*AIM*
Extract every line of the entries below that contains the string "shirt", treating uppercase and lowercase letters as distinct.

[START EXTRACTED DATA]

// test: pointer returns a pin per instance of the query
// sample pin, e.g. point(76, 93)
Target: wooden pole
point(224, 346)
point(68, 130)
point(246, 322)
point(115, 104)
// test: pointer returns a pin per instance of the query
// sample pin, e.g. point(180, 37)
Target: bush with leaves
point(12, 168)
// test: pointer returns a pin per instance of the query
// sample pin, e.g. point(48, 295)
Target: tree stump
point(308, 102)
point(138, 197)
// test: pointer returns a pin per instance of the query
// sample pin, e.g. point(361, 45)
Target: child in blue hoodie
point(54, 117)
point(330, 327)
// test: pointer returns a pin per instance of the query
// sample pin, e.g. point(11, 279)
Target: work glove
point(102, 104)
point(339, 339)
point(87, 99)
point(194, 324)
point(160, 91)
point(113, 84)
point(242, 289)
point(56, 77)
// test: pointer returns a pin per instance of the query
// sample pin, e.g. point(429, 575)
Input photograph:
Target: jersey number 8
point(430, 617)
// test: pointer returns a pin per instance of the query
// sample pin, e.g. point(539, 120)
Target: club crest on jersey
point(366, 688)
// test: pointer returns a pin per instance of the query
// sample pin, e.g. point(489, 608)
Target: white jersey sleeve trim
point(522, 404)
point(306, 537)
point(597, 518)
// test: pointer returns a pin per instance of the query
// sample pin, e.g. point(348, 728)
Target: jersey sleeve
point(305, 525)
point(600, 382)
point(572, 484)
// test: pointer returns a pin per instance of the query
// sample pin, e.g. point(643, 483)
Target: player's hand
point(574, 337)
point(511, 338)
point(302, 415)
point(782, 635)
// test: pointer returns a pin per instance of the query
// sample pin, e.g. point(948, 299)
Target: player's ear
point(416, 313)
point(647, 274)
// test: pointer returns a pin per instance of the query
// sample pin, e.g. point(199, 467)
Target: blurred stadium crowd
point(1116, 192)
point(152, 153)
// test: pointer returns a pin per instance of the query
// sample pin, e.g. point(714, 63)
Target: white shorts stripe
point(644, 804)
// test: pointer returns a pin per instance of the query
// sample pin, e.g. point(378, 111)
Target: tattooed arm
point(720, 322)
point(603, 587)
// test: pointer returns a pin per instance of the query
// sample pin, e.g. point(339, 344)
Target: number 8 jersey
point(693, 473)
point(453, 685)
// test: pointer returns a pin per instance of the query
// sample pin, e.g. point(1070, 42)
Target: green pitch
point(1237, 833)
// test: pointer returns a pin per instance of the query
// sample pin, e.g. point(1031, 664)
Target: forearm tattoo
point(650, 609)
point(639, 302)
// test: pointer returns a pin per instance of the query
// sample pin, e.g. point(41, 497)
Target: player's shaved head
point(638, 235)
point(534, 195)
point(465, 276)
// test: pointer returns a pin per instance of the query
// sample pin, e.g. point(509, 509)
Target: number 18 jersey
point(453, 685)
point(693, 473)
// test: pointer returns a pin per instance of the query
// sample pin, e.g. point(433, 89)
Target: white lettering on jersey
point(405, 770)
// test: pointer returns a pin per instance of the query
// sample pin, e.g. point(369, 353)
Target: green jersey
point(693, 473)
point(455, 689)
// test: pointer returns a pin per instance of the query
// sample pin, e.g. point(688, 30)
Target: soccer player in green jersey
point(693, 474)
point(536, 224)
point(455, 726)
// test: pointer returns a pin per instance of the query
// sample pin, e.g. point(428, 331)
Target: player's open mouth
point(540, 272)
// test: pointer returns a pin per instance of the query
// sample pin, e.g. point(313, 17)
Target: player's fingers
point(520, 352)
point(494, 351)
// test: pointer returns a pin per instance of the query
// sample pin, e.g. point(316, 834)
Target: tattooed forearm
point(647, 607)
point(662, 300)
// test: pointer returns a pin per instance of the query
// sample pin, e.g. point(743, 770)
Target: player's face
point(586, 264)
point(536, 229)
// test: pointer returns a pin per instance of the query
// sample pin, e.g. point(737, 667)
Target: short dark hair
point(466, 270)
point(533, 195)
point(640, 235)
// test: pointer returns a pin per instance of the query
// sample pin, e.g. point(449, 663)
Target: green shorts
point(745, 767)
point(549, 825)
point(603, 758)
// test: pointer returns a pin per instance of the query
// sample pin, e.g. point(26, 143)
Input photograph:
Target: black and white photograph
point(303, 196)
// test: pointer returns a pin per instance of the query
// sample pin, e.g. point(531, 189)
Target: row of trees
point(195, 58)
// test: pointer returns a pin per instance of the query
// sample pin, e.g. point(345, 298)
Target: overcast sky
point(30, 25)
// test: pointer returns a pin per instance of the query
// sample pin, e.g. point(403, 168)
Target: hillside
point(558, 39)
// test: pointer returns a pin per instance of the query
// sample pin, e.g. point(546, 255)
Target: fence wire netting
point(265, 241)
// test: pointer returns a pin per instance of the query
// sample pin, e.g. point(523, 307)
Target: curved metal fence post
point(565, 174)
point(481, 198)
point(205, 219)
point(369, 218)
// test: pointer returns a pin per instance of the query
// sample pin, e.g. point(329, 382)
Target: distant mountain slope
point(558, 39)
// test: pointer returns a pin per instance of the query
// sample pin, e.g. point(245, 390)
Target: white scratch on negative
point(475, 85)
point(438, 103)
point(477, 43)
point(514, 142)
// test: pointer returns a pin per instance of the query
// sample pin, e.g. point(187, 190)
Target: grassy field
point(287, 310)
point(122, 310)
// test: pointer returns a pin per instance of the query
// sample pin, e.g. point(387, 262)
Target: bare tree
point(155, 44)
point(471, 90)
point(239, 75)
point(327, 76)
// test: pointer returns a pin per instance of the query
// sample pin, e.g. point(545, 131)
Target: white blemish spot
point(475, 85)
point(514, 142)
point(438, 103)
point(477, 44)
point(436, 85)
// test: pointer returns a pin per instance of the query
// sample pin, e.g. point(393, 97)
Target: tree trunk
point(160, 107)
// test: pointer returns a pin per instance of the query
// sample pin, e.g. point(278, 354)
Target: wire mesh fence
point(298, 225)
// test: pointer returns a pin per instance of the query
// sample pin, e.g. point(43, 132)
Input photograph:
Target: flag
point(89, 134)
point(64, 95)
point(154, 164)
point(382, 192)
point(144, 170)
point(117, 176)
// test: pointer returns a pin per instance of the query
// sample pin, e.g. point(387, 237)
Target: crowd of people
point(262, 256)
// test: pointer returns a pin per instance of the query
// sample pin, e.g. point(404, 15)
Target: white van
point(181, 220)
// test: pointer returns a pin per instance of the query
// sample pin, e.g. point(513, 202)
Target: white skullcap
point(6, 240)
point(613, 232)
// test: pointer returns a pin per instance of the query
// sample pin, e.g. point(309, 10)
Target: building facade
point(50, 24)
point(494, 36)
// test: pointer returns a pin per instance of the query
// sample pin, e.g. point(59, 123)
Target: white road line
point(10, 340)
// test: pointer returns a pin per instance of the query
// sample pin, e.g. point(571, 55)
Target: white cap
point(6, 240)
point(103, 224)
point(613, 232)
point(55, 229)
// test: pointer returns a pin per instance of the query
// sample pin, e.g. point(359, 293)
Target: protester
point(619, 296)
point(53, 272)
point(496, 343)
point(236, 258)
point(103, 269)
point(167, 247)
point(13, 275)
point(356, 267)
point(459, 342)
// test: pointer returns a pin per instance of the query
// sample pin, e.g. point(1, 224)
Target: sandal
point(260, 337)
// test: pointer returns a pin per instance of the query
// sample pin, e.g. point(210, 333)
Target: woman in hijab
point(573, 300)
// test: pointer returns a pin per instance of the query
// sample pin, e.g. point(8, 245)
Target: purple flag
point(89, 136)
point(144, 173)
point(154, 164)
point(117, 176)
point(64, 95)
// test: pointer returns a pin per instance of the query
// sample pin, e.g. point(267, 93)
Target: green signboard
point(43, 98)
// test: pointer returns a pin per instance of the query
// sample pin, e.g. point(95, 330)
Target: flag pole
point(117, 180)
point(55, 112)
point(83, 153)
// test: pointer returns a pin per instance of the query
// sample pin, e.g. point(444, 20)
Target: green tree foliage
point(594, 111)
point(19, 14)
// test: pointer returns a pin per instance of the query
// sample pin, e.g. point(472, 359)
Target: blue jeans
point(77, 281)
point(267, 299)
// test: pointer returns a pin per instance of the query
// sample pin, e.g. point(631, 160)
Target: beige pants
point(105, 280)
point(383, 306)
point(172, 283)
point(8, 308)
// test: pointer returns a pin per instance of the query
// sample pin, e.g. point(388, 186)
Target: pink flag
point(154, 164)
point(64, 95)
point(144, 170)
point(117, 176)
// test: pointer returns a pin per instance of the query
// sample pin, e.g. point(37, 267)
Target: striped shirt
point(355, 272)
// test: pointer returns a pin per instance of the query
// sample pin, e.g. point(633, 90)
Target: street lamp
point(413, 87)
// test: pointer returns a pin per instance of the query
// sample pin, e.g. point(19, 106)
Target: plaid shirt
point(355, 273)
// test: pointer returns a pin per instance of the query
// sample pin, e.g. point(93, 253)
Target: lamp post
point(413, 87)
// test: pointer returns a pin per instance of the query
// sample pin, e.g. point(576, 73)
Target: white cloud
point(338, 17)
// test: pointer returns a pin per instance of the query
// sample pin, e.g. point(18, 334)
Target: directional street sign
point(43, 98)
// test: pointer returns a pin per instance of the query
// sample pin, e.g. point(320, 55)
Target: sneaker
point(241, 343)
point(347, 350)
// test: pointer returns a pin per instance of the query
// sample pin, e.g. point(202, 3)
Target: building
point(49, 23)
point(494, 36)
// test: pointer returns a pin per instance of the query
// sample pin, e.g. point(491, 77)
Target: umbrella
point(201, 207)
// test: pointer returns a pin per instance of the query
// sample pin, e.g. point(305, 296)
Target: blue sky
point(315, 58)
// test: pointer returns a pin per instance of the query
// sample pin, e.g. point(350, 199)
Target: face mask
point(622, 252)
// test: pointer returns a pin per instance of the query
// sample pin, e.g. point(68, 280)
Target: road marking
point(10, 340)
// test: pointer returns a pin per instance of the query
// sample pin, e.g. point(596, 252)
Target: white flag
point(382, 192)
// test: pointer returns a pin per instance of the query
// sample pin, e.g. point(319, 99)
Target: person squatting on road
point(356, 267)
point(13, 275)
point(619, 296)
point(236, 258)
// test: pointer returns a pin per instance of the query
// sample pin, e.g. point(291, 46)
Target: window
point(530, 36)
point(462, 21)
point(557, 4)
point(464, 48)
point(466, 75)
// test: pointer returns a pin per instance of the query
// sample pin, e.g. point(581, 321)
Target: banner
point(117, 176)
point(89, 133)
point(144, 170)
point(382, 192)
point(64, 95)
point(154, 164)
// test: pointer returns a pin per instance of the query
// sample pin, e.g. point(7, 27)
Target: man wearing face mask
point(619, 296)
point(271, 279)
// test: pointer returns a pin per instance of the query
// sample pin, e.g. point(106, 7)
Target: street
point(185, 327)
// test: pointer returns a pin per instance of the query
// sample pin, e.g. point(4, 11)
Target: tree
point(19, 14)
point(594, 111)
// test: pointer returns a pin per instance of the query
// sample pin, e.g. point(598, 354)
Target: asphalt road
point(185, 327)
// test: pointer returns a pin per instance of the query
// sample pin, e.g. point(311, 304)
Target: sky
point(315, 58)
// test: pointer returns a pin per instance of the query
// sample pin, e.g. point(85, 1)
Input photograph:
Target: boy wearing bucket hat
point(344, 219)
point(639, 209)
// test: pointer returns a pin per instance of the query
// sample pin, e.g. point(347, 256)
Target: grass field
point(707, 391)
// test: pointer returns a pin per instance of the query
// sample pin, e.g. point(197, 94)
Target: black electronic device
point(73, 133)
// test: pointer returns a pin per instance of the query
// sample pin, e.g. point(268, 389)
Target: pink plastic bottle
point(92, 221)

[END EXTRACTED DATA]

*SOLUTION TO THE PROBLEM*
Target: striped shirt
Target: plaid shirt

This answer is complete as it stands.